• _Study text_

■ ■ ■

By now, you have probably seen the headlines. Oracle. Amazon. Meta. Dell. Tens of thousands of jobs cut, and a lot of understandable concern about what it means. We hear it from clients every week.
What those headlines rarely show you is the rest of the picture. When you look at where the capital is actually flowing, where new roles are being created, and how the pieces fit together, a very different story emerges, one that is a lot more encouraging than the news cycle suggests.
This is not a collapse. It is a reallocation. And every time the economy has gone through a shift like this, it has come out the other side more productive, more innovative, and better compensated. That is not optimism. That is history.
By the Numbers
| 113,863 Tech jobs cut in 2026 YTD As of May 18, 2026 | 170M New jobs projected by 2030 World Economic Forum estimate | +78M Net new jobs by 2030 After 92M displaced globally |
What Is Actually Happening
For roughly a decade, the biggest tech companies hired like crazy. Low interest rates, explosive growth, and pandemic-fueled digital demand meant headcount doubled every few years. When internet rates rose and growth normalized, something had to give.
Now layer in artificial intelligence. The companies doing the most cutting right now are the exact same companies making the biggest bets in AI infrastructure. That is not a coincidence.
Here are a few numbers that rarely get mentioned in the same breath as the layoff stories:
- Amazon trimmed roughly 16,000 roles in 2026 while pouring $43.2 billion into capital spending in a single quarter. AWS is growing at its fastest pace in 15 quarters.
- Alphabet cut approximately 1,500 positions while its Google Cloud backlog nearly doubled to $462 billion and Q1 capital spending hit $35.7 billion, more than double the prior year.
- Meta is cutting about 8,000 jobs this spring. At the same time, it raised its 2026 capital spending guidance to between $125 billion and $145 billion. That is four to five times what Meta spends on its entire workforce.

■ ■ ■

• _Extracted material_
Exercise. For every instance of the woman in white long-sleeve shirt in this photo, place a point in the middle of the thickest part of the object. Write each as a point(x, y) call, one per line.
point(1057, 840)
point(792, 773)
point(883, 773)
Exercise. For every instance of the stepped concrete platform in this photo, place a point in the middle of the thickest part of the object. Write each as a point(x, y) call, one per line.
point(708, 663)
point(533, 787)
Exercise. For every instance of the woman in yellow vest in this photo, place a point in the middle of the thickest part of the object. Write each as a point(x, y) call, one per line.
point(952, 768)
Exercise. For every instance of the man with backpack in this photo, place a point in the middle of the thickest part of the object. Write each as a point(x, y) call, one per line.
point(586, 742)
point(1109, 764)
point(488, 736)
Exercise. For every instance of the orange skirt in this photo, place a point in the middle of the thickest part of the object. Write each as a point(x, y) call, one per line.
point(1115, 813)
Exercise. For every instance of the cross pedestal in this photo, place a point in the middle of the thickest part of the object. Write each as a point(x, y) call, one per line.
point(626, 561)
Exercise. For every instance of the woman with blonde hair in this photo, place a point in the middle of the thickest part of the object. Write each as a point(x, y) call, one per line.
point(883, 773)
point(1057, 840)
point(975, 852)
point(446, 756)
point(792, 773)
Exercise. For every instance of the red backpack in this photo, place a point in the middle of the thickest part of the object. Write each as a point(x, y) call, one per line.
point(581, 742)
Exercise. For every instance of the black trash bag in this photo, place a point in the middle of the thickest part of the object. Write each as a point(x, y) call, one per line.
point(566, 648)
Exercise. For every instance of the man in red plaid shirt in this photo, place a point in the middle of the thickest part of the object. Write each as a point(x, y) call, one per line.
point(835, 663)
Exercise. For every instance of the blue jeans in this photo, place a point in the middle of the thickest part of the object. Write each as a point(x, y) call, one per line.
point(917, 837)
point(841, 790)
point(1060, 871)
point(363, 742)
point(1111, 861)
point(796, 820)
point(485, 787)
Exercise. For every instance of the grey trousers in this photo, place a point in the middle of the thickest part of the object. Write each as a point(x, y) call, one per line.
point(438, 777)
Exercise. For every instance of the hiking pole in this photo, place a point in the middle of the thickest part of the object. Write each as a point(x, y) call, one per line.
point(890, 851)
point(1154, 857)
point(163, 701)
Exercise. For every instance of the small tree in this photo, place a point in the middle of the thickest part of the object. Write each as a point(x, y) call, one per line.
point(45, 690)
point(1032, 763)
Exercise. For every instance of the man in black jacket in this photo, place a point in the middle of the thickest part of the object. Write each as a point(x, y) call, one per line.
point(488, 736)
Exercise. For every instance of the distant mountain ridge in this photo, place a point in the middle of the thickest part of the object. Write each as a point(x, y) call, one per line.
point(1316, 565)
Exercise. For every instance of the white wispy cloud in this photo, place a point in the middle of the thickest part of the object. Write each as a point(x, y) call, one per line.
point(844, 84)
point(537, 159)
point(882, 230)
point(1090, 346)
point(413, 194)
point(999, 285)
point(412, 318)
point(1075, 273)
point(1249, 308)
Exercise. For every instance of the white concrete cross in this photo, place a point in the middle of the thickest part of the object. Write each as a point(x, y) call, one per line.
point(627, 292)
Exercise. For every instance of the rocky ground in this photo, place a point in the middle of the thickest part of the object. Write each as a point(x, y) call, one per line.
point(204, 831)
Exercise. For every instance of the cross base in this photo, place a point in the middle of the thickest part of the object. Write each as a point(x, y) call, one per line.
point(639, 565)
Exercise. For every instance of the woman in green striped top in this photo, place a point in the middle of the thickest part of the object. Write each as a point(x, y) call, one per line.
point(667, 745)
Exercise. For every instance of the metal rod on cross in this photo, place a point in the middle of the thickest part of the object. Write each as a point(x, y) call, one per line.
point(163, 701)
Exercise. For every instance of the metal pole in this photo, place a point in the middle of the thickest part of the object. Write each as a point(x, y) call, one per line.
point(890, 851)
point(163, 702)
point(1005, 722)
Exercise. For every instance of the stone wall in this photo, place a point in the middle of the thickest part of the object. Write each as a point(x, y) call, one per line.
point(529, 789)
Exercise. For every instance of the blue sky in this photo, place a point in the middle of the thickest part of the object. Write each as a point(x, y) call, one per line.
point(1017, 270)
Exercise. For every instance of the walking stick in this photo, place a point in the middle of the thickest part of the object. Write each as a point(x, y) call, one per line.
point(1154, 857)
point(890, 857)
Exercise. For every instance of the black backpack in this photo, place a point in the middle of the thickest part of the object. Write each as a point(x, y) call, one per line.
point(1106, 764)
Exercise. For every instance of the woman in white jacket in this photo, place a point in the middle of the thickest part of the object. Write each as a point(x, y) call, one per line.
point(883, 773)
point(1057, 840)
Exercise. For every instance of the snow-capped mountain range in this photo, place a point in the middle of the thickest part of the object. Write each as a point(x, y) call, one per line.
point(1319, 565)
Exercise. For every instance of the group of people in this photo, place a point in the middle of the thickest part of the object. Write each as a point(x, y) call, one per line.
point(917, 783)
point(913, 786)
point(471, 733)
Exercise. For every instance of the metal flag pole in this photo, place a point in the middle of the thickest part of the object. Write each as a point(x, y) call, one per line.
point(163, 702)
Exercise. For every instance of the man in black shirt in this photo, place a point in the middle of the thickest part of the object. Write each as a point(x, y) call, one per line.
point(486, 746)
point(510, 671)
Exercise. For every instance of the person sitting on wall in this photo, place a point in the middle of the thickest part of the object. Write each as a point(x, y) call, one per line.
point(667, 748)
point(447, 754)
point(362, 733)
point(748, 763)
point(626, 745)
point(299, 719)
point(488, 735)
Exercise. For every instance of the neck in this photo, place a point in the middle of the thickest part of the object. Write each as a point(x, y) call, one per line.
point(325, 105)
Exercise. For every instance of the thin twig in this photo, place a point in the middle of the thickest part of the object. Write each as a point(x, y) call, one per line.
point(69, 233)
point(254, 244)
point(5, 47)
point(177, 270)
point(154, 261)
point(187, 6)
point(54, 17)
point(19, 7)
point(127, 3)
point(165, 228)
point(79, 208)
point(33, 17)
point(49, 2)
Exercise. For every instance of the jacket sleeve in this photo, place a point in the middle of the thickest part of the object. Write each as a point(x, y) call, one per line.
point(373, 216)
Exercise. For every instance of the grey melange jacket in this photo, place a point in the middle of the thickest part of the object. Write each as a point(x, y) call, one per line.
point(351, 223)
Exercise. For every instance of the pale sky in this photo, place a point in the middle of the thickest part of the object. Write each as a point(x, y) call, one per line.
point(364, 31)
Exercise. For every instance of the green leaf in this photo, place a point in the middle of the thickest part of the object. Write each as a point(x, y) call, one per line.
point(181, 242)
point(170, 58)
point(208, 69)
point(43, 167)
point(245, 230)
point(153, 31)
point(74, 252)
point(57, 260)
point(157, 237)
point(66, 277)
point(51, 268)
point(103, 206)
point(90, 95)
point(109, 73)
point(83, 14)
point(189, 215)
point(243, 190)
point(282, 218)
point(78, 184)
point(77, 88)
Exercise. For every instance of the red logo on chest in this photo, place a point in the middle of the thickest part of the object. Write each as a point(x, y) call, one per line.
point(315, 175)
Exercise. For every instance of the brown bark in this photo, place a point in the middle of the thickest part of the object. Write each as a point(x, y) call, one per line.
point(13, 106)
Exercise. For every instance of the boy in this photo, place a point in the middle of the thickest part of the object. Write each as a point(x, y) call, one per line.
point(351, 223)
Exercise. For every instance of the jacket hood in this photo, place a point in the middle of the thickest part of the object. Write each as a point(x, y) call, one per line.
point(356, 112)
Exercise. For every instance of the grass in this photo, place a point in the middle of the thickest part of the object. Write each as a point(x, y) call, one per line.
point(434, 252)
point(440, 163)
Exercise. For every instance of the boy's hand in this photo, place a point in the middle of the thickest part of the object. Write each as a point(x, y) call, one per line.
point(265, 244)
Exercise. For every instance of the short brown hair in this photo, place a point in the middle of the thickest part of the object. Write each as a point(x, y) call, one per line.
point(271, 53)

■ ■ ■

• _Work order_
Copy word for word the part of the text on tech layoffs between "What those headlines" and "news cycle suggests.", inclusive. The items were taken from a different source than the text.

• _Solution_
What those headlines rarely show you is the rest of the picture. When you look at where the capital is actually flowing, where new roles are being created, and how the pieces fit together, a very different story emerges, one that is a lot more encouraging than the news cycle suggests.